TASK DESCRIPTION :: Every entry, from first to last, is to be retyped without any alteration.

RECORDS FOR THE TASK ::
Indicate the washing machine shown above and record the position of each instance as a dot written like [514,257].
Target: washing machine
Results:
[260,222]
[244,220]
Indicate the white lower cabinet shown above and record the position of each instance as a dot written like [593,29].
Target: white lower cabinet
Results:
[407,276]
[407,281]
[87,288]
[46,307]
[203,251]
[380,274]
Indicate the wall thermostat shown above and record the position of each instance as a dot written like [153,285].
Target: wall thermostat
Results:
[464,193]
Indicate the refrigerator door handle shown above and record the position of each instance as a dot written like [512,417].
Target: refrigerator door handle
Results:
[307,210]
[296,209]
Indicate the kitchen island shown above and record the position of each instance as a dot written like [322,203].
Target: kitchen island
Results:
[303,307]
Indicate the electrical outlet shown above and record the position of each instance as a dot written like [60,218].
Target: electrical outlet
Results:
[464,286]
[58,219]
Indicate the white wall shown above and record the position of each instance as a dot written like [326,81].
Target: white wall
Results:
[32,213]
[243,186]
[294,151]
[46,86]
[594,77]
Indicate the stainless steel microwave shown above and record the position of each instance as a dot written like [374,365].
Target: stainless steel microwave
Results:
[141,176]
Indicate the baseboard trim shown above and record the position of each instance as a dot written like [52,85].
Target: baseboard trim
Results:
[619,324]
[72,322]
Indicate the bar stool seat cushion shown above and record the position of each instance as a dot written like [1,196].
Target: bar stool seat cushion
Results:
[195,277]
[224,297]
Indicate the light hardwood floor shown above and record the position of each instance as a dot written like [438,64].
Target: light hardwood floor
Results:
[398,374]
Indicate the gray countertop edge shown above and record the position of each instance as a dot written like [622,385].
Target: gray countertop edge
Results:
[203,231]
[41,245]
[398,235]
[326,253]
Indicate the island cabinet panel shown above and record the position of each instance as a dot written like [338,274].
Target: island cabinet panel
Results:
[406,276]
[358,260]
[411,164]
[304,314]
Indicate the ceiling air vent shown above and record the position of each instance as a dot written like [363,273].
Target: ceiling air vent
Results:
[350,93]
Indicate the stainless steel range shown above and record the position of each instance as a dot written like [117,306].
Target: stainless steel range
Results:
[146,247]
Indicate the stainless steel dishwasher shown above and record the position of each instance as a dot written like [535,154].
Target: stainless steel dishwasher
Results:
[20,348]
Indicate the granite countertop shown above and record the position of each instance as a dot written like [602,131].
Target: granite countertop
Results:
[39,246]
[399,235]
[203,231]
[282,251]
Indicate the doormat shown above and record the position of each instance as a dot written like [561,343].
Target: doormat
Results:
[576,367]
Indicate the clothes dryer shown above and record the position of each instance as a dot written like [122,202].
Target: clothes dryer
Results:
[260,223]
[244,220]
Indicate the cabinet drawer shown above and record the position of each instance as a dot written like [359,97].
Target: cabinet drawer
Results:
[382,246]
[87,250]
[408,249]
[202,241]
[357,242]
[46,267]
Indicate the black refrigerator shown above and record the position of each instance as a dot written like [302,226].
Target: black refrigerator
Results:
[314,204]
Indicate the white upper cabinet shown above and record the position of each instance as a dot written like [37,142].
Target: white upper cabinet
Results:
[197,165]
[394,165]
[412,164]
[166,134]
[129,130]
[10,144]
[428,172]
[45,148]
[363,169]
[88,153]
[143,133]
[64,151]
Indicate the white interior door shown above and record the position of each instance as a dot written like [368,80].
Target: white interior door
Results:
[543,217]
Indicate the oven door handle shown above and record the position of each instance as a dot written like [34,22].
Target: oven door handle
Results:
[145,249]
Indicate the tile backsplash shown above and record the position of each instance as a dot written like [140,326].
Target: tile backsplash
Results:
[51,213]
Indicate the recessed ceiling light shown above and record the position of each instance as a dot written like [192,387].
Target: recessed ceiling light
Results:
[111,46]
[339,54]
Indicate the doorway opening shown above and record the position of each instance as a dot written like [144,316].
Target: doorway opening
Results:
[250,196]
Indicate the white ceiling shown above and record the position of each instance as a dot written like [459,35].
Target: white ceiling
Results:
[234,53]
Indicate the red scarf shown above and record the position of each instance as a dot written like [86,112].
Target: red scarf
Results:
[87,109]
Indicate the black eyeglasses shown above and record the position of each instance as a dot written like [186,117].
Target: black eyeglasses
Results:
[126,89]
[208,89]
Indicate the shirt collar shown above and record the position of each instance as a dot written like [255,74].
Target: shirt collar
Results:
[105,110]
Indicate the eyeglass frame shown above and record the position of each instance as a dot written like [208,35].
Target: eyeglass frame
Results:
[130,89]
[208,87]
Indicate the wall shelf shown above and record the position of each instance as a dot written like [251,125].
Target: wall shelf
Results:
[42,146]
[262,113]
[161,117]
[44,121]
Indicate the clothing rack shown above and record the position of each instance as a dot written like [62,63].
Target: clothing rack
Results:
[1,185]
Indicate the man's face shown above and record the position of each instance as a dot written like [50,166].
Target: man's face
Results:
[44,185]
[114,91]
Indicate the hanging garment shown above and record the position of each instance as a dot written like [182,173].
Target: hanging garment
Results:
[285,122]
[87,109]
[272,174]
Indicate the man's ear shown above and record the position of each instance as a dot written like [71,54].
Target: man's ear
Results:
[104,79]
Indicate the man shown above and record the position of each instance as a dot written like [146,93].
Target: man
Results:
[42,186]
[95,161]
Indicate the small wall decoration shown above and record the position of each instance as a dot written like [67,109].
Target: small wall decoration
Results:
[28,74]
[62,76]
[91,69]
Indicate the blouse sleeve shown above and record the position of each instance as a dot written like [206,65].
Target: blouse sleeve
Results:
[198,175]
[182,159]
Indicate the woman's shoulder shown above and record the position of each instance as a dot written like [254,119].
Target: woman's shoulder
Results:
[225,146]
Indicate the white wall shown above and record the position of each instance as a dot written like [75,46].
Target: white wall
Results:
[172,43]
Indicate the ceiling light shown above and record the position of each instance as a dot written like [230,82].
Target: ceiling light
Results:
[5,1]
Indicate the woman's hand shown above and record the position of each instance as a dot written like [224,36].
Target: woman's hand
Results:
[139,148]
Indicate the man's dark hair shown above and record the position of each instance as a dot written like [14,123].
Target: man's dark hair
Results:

ANSWER ::
Indicate the washing machine shown above and record the position of each instance as a dot written like [514,257].
Target: washing machine
Results:
[260,222]
[244,220]
Indicate the white lower cabinet shown above and record the position of each instance as a dot written like [593,29].
Target: white lower cabinet
Results:
[407,276]
[407,281]
[87,288]
[46,307]
[203,251]
[380,274]
Indicate the wall thermostat shown above and record the position of each instance as a dot written like [153,285].
Target: wall thermostat
Results:
[464,193]
Indicate the refrigerator door handle shown above and record the position of each instance as a dot written like [512,417].
Target: refrigerator door handle
Results:
[307,210]
[296,209]
Indicate the kitchen island shown above and record the position of each instance as a dot written like [322,203].
Target: kitchen island
Results:
[303,307]
Indicate the electrical outlet shown above and record the position of each instance as a dot written like [60,218].
Target: electrical outlet
Results:
[464,286]
[58,219]
Indicate the white wall shown above and record the position of each instance as a dot written like [326,81].
Target: white wall
Results:
[32,213]
[243,186]
[294,151]
[46,86]
[594,77]
Indicate the stainless steel microwave shown above and record the position of each instance as a dot written like [374,365].
Target: stainless steel microwave
Results:
[141,176]
Indicate the baseboard trim shown above and record the position of each instance as a dot written like [52,85].
Target: baseboard trim
Results:
[619,324]
[72,322]
Indicate the bar stool seat cushion shown above and record the position of each instance as a dot written like [1,196].
Target: bar stool seat cushion
Results:
[195,277]
[224,297]
Indicate the light hardwood floor shown above and record the position of each instance as a dot written like [438,64].
Target: light hardwood floor
Results:
[398,374]
Indicate the gray countertop edge shown above and record the position of each instance as a dot written like [622,385].
Target: gray countertop edge
Results:
[203,231]
[41,245]
[398,235]
[326,253]
Indicate the island cabinet panel shown above and record the position of each instance as a dot written like [338,274].
Target: island cabinet panel
Results:
[406,276]
[358,260]
[411,164]
[304,314]
Indicate the ceiling air vent shown above and record the position of each instance as a dot written like [363,273].
Target: ceiling air vent
Results:
[350,93]
Indicate the stainless steel range shown above and record the position of each instance as a dot written like [117,306].
Target: stainless steel range
Results:
[146,247]
Indicate the stainless steel dishwasher shown above and record the position of each instance as a dot written like [535,154].
Target: stainless steel dishwasher
Results:
[20,348]
Indicate the granite countertop shown above and record the position of each instance as a dot written like [602,131].
Target: granite countertop
Results:
[39,246]
[399,235]
[203,231]
[282,251]
Indicate the doormat shown above and record the position of each instance as a dot written like [561,343].
Target: doormat
Results:
[576,367]
Indicate the clothes dryer shown above and record the position of each instance as a dot written like [122,202].
Target: clothes dryer
Results:
[260,223]
[244,220]
Indicate the cabinet drawer shown above and record the position of each instance as a dot written like [359,97].
Target: cabinet drawer
Results:
[382,246]
[87,250]
[408,249]
[202,241]
[357,242]
[46,267]
Indicate the black refrigerator shown above and record the position of each instance as a dot written like [302,226].
Target: black refrigerator
Results:
[314,204]
Indicate the white upper cabinet shown above and record the position of each instance as a dot written like [37,142].
Target: white upper cabinet
Results:
[197,165]
[394,165]
[412,164]
[166,134]
[129,130]
[10,144]
[428,172]
[45,148]
[363,169]
[88,153]
[143,133]
[64,151]
Indicate the white interior door shown above and record the position of each instance as a dot written like [368,80].
Target: white interior door
Results:
[543,217]
Indicate the oven door handle shown above and record the position of each instance as a dot written like [34,22].
Target: oven door handle
Results:
[145,249]
Indicate the tile backsplash shown above and record the position of each instance as a dot written like [140,326].
Target: tile backsplash
Results:
[51,213]
Indicate the recessed ceiling light shown above and record the position of each instance as a dot written like [192,387].
Target: recessed ceiling light
Results:
[111,46]
[339,54]
Indicate the doorway opening shown above and record the position of each instance as a dot written like [144,316].
Target: doorway opening
Results:
[250,196]
Indicate the white ceiling shown above and record the position of each instance as a dot written like [459,35].
Target: white ceiling
Results:
[234,53]
Indicate the red scarf shown above and record the position of each instance as a dot written like [86,112].
Target: red scarf
Results:
[87,109]
Indicate the black eyeglasses shown above and record the position of each instance as a dot written like [186,117].
Target: black eyeglasses
Results:
[126,89]
[208,89]
Indicate the shirt collar shown above and record the position of each instance as a dot written like [255,74].
Target: shirt collar
Results:
[105,110]
Indicate the eyeglass frame shown above and record the position of each instance as a dot written like [208,35].
Target: eyeglass frame
Results:
[130,89]
[208,87]
Indicate the wall shelf shown above and record the position of each instance as a dot written like [251,125].
Target: wall shelf
Results:
[42,146]
[262,113]
[161,117]
[44,121]
Indicate the clothing rack shown above and record the position of each instance as a dot written like [62,63].
Target: clothing rack
Results:
[1,185]
Indicate the man's face shown above and record the position of each instance as a dot written like [50,166].
Target: man's face
Results:
[44,185]
[114,91]
Indicate the hanging garment shown above and record the position of each instance as a dot written like [182,173].
Target: hanging garment
Results:
[285,122]
[87,109]
[272,174]
Indicate the man's ear shown above and record the position of each instance as a dot written like [71,54].
Target: man's ear
Results:
[104,79]
Indicate the man shown above and record the position of each instance as a dot written like [146,93].
Target: man
Results:
[42,186]
[95,161]
Indicate the small wall decoration shown above and record the position of each instance as a dot written like [67,109].
Target: small wall decoration
Results:
[28,74]
[62,76]
[91,69]
Indicate the blouse sleeve shown above and record the position of each instance as a dot written like [206,65].
Target: blouse sleeve
Results:
[198,175]
[182,159]
Indicate the woman's shoulder shown above and record the position of each instance as a dot written like [254,119].
Target: woman's shoulder
Results:
[225,146]
Indicate the white wall shown above and record the position of each instance as a dot written like [75,46].
Target: white wall
Results:
[172,43]
Indicate the ceiling light shown above and record the position of each instance as a dot written like [230,82].
Target: ceiling light
Results:
[5,1]
Indicate the woman's hand shown above and record the position of each instance as a dot written like [224,36].
Target: woman's hand
Results:
[139,148]
Indicate the man's dark hair shown above and record the position of each instance as a dot written like [14,123].
Target: man's dark hair
Results:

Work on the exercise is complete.